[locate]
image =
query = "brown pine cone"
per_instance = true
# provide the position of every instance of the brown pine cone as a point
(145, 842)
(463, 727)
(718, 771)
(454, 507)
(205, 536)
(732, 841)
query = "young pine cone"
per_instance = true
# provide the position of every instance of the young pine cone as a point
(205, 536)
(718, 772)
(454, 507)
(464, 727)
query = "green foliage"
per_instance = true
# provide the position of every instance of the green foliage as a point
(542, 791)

══════

### Aim of the task:
For this exercise, retype each entry from above exactly as it stands.

### Final answer:
[locate]
image =
query = "brown pine cone"
per_instance = true
# provide the position of every instance of the brown pine cone as a point
(145, 842)
(463, 727)
(718, 771)
(454, 507)
(205, 536)
(732, 841)
query = "young pine cone"
per_instance = true
# provide the position of every instance of the young pine cone as a point
(205, 536)
(718, 772)
(454, 507)
(464, 727)
query = "green foliage"
per_instance = true
# provide the position of every instance of the green foliage as a point
(542, 791)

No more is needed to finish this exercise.